• _Work to do_
1 > Which three types of breakpoints does the breakpoint excerpt say will be implemented?
2 > Output the portion of the breakpoint excerpt starting at "Both of these" and ending at "read or write.".
3 > In the breakpoint excerpt, list every attribute that the debugger class's __init__ method assigns to self.

The Almighty Breakpoint

Now that we have a functional debugging core, it's time to add breakpoints. Using the information from Chapter 2, we will implement soft breakpoints, hardware breakpoints, and memory breakpoints. We will also develop special handlers for each type of breakpoint and show how to cleanly resume the process after a breakpoint has been hit.

In order to place soft breakpoints, we need to be able to read and write into a process's memory. This is done via the ReadProcessMemory()[16] and WriteProcessMemory()[17] functions. They have similar prototypes:

BOOL WINAPI ReadProcessMemory(
    HANDLE hProcess,
    LPCVOID lpBaseAddress,
    LPVOID lpBuffer,
    SIZE_T nSize,
    SIZE_T* lpNumberOfBytesRead
);

BOOL WINAPI WriteProcessMemory(
    HANDLE hProcess,
    LPCVOID lpBaseAddress,
    LPCVOID lpBuffer,
    SIZE_T nSize,
    SIZE_T* lpNumberOfBytesWritten
);

Both of these calls allow the debugger to inspect and alter the debuggee's memory. The parameters are straightforward; lpBaseAddress is the address where you wish to start reading or writing. The lpBuffer parameter is a pointer to the data that you are either reading or writing, and the nSize parameter is the total number of bytes you wish to read or write.

Using these two function calls, we can enable our debugger to use soft breakpoints quite easily. Let's modify our core debugging class to support the setting and handling of soft breakpoints.

...
class debugger():

    def __init__(self):
        self.h_process         =     None
        self.pid               =     None
        self.debugger_active   =     False
        self.h_thread          =     None
        self.context           =     None
        self.breakpoints       =     {}
...
    def read_process_memory(self,address,length):
        data         = ""
        read_buf     = create_string_buffer(length)
        count        = c_ulong(0)


        if not kernel32.ReadProcessMemory(self.h_process,
                                          address,
                                          read_buf,
                                          length,
                                          byref(count)):
            return False

        else:

            data    += read_buf.raw
            return data

    def write_process_memory(self,address,data):

        count  = c_ulong(0)
        length = len(data)

        c_data = c_char_p(data[count.value:])

        if not kernel32.WriteProcessMemory(self.h_process,
                                           address,
                                           c_data,
                                           length,
                                           byref(count)):
            return False
        else:
            return True

    def bp_set(self,address):

        if not self.breakpoints.has_key(address):
            try:
                # store the original byte
                original_byte = self.read_process_memory(address, 1)

Excerpts of location labeling data:
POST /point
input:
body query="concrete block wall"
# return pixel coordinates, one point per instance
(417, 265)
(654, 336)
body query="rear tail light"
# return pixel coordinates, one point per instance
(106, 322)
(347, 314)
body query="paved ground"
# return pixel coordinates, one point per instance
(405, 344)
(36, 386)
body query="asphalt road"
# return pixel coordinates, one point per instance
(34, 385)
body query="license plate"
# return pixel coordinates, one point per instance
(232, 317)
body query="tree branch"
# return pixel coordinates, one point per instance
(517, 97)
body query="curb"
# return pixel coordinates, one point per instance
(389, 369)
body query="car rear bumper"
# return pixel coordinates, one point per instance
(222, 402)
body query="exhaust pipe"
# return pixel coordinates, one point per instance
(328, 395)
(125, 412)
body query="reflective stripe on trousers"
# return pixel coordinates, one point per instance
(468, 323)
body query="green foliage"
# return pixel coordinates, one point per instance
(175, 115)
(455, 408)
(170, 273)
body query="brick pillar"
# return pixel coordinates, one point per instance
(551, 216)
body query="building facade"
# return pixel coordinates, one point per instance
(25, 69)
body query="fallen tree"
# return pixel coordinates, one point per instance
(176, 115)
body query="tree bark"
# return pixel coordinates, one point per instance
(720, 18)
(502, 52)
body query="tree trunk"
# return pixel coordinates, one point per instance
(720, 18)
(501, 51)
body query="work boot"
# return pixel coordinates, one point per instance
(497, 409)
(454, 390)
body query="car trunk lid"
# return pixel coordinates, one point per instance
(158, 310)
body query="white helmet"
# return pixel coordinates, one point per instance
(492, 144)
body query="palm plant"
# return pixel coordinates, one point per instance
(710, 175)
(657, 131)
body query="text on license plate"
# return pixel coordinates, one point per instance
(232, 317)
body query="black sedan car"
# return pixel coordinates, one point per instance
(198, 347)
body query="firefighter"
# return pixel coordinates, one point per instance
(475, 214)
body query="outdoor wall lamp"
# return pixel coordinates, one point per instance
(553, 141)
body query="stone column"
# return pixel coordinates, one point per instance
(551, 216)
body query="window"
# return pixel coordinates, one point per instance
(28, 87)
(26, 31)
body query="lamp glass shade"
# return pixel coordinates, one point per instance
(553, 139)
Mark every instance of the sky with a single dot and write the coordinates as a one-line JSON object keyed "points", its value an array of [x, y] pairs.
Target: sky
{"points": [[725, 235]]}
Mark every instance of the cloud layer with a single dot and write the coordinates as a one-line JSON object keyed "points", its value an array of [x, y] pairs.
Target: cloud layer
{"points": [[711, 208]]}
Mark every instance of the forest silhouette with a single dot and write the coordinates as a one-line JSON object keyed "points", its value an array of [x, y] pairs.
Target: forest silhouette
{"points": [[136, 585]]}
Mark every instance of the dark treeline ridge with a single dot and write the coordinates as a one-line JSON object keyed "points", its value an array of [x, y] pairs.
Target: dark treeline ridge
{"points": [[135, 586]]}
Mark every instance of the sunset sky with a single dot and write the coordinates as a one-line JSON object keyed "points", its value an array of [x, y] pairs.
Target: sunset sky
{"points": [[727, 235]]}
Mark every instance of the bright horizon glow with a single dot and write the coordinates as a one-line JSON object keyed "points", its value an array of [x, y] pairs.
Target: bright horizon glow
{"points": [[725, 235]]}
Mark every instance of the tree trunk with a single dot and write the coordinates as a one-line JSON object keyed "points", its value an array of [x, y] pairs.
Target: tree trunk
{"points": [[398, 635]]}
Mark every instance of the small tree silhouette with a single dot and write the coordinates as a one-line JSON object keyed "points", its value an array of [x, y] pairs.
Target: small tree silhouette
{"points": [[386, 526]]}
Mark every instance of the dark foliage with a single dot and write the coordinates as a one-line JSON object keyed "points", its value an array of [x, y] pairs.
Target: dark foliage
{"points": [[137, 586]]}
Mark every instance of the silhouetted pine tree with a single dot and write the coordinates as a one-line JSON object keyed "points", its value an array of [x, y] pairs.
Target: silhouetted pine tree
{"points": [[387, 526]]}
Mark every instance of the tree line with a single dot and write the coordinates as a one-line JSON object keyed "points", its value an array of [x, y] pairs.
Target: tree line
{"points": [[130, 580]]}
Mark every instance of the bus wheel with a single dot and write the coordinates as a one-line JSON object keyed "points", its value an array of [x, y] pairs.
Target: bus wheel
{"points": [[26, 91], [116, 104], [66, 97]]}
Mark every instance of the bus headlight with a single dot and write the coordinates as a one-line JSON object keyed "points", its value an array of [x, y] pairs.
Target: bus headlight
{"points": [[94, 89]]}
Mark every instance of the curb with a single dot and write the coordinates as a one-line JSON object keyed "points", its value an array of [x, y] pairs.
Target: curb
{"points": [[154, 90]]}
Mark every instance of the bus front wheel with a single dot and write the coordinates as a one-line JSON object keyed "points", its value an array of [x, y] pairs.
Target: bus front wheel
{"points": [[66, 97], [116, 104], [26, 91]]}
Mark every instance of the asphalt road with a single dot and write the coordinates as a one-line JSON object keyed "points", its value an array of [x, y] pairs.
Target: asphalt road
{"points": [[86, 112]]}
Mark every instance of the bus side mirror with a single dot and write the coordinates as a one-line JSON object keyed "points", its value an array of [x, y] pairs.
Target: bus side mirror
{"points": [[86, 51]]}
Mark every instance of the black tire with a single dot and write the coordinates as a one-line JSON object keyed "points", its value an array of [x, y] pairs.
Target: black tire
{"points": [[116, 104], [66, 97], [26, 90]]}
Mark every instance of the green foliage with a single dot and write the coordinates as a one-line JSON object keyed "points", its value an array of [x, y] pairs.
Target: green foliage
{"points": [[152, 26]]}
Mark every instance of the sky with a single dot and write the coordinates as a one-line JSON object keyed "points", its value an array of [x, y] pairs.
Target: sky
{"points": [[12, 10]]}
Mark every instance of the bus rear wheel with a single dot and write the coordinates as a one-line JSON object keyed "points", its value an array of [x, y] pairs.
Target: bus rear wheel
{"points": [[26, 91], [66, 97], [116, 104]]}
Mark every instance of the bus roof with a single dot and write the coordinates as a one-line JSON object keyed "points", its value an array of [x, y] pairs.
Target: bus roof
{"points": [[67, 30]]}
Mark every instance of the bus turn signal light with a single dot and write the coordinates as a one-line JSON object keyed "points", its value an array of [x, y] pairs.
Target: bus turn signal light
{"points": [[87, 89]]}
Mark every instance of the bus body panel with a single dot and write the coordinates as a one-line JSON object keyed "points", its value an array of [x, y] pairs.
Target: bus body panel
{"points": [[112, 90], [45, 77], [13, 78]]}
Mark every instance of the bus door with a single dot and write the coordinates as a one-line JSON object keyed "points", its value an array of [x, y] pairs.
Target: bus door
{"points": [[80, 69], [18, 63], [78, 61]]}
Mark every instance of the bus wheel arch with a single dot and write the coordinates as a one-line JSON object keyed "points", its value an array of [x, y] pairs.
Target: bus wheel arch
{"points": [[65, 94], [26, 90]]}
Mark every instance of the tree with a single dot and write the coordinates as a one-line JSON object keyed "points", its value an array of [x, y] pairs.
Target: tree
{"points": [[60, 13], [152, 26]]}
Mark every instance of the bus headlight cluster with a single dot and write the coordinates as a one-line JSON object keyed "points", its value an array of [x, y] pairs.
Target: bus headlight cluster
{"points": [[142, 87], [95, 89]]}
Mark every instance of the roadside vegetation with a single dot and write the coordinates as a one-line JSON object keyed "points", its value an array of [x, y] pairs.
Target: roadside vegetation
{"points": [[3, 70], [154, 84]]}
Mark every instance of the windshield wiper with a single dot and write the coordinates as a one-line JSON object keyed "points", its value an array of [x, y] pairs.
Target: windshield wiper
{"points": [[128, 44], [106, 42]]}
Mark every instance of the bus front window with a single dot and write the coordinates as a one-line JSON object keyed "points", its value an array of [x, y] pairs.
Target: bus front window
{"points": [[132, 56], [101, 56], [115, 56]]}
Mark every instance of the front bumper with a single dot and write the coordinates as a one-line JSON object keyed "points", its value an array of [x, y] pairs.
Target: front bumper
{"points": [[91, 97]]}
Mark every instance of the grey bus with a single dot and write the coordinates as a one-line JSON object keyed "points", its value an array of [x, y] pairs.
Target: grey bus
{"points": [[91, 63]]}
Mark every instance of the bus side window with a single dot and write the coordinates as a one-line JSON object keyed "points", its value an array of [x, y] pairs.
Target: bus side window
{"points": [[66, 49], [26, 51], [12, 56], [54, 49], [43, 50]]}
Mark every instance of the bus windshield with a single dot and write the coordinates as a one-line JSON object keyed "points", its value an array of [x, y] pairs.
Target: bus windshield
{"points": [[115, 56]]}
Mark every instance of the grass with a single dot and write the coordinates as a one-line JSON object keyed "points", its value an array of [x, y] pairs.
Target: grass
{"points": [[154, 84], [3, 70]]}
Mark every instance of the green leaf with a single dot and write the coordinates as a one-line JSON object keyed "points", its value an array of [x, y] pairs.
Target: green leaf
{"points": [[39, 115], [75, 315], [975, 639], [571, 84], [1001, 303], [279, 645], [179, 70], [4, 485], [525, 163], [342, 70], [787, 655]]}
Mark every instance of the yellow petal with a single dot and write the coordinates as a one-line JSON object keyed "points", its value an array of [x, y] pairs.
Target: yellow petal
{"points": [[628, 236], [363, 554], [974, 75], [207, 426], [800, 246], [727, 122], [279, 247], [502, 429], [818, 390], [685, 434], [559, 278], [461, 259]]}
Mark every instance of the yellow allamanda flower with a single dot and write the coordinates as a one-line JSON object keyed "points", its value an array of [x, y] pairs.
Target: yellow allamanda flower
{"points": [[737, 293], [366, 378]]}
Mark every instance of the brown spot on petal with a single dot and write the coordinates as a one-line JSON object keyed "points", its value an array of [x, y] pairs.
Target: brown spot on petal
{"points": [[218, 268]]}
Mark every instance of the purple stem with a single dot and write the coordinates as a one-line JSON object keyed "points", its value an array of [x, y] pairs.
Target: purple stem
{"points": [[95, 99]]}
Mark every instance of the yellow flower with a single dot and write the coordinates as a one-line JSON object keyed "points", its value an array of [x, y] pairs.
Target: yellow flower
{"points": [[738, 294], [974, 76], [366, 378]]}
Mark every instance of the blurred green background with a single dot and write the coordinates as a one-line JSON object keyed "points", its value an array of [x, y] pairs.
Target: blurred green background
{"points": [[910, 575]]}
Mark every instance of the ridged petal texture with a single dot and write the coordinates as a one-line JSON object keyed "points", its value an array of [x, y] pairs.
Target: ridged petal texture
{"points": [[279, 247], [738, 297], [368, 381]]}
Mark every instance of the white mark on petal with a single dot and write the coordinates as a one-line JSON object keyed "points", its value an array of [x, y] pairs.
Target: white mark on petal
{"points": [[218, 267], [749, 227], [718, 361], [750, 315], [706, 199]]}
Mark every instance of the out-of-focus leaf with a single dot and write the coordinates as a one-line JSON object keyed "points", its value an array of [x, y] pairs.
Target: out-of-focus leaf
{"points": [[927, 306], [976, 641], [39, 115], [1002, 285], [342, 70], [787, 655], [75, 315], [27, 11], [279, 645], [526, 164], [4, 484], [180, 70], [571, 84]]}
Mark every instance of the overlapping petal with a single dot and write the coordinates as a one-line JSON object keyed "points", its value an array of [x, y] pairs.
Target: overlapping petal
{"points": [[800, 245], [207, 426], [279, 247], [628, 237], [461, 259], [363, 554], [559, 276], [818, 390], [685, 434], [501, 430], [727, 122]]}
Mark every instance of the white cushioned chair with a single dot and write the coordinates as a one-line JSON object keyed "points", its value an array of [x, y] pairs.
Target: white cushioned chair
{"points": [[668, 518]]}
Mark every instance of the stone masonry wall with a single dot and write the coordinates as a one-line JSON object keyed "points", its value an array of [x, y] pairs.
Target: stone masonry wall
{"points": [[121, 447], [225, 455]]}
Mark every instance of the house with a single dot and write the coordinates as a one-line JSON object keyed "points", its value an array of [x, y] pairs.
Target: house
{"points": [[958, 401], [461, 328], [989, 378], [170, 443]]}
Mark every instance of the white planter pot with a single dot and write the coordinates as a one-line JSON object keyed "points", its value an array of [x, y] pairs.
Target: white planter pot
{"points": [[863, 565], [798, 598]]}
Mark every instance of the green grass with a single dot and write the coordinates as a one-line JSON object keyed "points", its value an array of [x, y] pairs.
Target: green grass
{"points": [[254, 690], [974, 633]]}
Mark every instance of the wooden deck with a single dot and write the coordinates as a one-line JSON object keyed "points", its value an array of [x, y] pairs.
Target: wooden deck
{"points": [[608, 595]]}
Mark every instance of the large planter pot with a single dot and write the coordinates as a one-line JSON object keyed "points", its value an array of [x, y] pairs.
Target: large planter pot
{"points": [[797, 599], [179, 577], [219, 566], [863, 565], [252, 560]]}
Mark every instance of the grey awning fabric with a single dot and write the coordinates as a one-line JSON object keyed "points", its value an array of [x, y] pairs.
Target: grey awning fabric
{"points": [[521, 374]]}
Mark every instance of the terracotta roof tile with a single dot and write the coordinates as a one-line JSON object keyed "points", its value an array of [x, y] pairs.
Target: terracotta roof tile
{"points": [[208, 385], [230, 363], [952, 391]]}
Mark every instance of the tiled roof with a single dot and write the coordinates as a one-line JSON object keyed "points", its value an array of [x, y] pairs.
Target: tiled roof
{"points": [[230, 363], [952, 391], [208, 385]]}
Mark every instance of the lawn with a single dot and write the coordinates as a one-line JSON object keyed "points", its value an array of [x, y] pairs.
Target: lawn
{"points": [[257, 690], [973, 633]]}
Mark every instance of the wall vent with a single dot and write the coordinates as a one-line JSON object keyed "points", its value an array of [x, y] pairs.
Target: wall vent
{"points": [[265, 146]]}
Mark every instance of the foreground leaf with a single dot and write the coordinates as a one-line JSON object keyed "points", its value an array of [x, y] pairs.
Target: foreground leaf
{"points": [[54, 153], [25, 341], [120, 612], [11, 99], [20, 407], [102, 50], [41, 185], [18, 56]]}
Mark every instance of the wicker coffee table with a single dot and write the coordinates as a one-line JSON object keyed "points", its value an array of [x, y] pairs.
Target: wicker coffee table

• _Solutions for each task_
1 > Soft breakpoints, hardware breakpoints, and memory breakpoints.

2 >
Both of these calls allow the debugger to inspect and alter the debuggee's memory. The parameters are straightforward; lpBaseAddress is the address where you wish to start reading or writing. The lpBuffer parameter is a pointer to the data that you are either reading or writing, and the nSize parameter is the total number of bytes you wish to read or write.

3 >
h_process
pid
debugger_active
h_thread
context
breakpoints